» Instructions for the task:
Could you repeat every record below exactly, leaving out the pictures?

+ + +

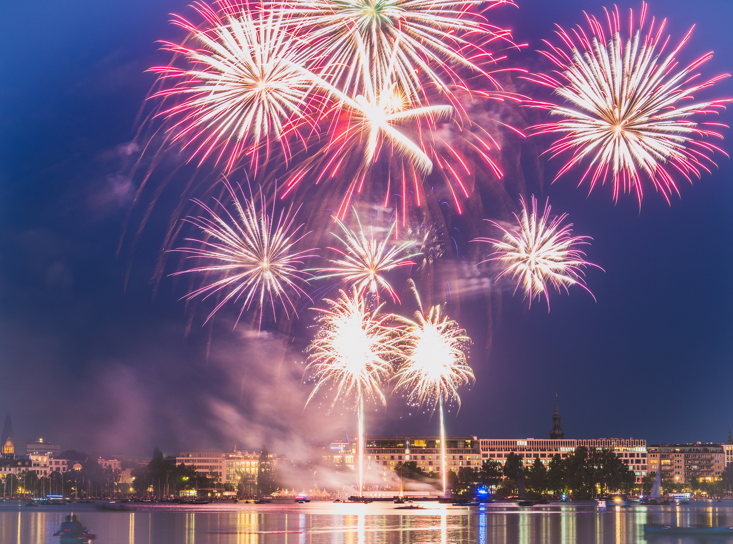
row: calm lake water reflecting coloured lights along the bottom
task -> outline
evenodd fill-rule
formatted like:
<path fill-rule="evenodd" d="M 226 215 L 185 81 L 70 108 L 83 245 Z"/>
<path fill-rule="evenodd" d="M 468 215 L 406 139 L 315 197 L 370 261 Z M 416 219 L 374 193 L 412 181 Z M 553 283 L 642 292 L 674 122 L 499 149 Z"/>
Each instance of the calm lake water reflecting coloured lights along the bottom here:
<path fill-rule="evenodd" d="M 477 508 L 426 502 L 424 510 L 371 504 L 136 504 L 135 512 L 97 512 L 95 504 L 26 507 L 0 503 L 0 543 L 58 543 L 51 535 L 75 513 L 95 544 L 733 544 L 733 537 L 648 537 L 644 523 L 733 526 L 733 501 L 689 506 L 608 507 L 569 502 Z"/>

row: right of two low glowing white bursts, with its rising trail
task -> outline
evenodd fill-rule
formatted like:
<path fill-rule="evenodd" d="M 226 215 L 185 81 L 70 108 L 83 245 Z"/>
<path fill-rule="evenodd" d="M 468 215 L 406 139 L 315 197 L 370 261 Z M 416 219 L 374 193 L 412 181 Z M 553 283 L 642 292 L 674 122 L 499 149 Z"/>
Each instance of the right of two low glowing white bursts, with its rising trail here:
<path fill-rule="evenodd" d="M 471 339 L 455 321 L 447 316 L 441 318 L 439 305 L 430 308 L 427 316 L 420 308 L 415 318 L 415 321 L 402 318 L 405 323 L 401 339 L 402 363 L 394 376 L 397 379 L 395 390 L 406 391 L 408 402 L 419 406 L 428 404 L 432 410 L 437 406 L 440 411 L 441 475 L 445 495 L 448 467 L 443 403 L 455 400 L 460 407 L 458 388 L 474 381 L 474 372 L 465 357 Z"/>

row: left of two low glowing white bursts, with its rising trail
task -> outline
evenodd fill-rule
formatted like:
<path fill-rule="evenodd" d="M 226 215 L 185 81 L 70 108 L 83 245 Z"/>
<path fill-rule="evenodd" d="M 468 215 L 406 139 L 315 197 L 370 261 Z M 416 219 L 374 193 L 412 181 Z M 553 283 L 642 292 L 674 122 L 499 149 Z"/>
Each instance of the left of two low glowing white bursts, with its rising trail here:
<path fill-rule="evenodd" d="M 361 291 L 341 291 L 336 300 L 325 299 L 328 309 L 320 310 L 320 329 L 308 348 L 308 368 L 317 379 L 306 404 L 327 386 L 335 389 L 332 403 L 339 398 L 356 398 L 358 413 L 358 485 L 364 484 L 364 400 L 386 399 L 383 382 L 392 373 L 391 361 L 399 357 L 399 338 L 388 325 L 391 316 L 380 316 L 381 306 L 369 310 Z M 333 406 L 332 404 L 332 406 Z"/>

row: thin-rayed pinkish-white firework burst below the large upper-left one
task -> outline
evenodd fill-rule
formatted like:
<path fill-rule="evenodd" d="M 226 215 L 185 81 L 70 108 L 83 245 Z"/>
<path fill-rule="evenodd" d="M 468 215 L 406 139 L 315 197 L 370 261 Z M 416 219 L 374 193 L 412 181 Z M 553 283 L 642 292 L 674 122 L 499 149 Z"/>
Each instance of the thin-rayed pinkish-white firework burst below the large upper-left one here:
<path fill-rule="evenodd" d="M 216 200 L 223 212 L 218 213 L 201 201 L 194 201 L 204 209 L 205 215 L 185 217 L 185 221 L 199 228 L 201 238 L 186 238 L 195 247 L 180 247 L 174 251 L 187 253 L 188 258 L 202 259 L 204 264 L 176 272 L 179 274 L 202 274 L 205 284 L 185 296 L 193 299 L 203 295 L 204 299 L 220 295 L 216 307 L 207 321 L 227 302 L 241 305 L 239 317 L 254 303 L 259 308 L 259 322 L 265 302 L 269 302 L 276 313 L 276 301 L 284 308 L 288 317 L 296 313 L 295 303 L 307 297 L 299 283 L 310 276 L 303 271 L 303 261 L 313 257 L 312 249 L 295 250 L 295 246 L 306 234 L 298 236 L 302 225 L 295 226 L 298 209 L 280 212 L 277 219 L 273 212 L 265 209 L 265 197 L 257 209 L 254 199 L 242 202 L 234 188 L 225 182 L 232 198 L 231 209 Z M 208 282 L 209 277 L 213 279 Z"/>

+ + +

» Exercise response:
row: calm lake water reflecting coloured lights along the bottom
task -> outline
evenodd fill-rule
formatted like:
<path fill-rule="evenodd" d="M 226 215 L 185 81 L 70 108 L 83 245 Z"/>
<path fill-rule="evenodd" d="M 468 215 L 406 139 L 315 197 L 370 261 Z M 416 219 L 374 193 L 412 181 Z M 553 283 L 642 292 L 674 122 L 499 149 Z"/>
Each instance of the calm lake water reflecting coloured lights along the bottom here:
<path fill-rule="evenodd" d="M 477 508 L 426 502 L 424 510 L 371 504 L 136 504 L 135 512 L 97 512 L 95 504 L 26 507 L 0 503 L 0 543 L 58 543 L 51 535 L 75 513 L 95 544 L 733 544 L 733 537 L 648 537 L 644 523 L 733 526 L 733 501 L 689 506 L 608 507 L 569 502 Z"/>

row: right of two low glowing white bursts, with its rising trail
task -> outline
evenodd fill-rule
formatted like:
<path fill-rule="evenodd" d="M 226 215 L 185 81 L 70 108 L 83 245 Z"/>
<path fill-rule="evenodd" d="M 468 215 L 406 139 L 315 197 L 370 261 Z M 416 219 L 374 193 L 412 181 Z M 553 283 L 642 292 L 674 122 L 499 149 Z"/>
Each instance of the right of two low glowing white bursts, with its rising trail here:
<path fill-rule="evenodd" d="M 471 339 L 455 321 L 447 316 L 441 318 L 439 305 L 430 308 L 427 316 L 420 308 L 415 318 L 415 321 L 402 318 L 405 323 L 401 339 L 402 363 L 394 376 L 397 379 L 395 390 L 406 391 L 408 402 L 419 406 L 428 404 L 432 410 L 437 406 L 440 411 L 441 475 L 445 495 L 448 467 L 443 403 L 455 400 L 460 407 L 458 388 L 474 381 L 474 372 L 465 357 Z"/>

row: left of two low glowing white bursts, with its rising trail
task -> outline
evenodd fill-rule
formatted like:
<path fill-rule="evenodd" d="M 226 215 L 185 81 L 70 108 L 83 245 Z"/>
<path fill-rule="evenodd" d="M 468 215 L 406 139 L 315 197 L 370 261 Z M 416 219 L 374 193 L 412 181 Z M 553 283 L 642 292 L 674 122 L 499 149 Z"/>
Each instance of the left of two low glowing white bursts, with its rising trail here:
<path fill-rule="evenodd" d="M 361 291 L 341 291 L 336 300 L 325 299 L 328 309 L 320 310 L 320 329 L 308 348 L 308 368 L 317 379 L 306 404 L 327 386 L 335 389 L 332 403 L 339 398 L 356 398 L 358 413 L 358 485 L 364 484 L 364 400 L 386 399 L 383 382 L 392 373 L 391 361 L 399 357 L 399 338 L 388 325 L 391 316 L 380 316 L 381 306 L 369 310 Z M 333 406 L 332 404 L 332 406 Z"/>

row: thin-rayed pinkish-white firework burst below the large upper-left one
task -> outline
evenodd fill-rule
formatted like:
<path fill-rule="evenodd" d="M 226 215 L 185 81 L 70 108 L 83 245 Z"/>
<path fill-rule="evenodd" d="M 468 215 L 406 139 L 315 197 L 370 261 Z M 416 219 L 374 193 L 412 181 Z M 553 283 L 642 292 L 674 122 L 499 149 Z"/>
Each instance of the thin-rayed pinkish-white firework burst below the large upper-left one here:
<path fill-rule="evenodd" d="M 216 200 L 223 212 L 218 213 L 201 201 L 194 201 L 204 209 L 205 215 L 185 217 L 185 221 L 199 228 L 201 238 L 186 238 L 195 247 L 180 247 L 174 251 L 187 253 L 188 258 L 202 259 L 204 264 L 176 272 L 179 274 L 202 274 L 205 284 L 185 296 L 193 299 L 203 295 L 204 299 L 220 295 L 216 307 L 207 321 L 227 302 L 241 305 L 239 317 L 254 303 L 259 308 L 259 322 L 265 302 L 269 302 L 276 313 L 276 301 L 284 308 L 288 317 L 296 313 L 295 303 L 307 297 L 299 283 L 310 276 L 303 271 L 303 261 L 313 257 L 312 249 L 295 250 L 295 246 L 306 234 L 298 236 L 302 225 L 295 226 L 298 209 L 280 212 L 277 219 L 273 212 L 265 209 L 265 197 L 257 209 L 254 199 L 242 202 L 234 188 L 225 182 L 232 198 L 231 209 Z M 208 282 L 209 277 L 213 279 Z"/>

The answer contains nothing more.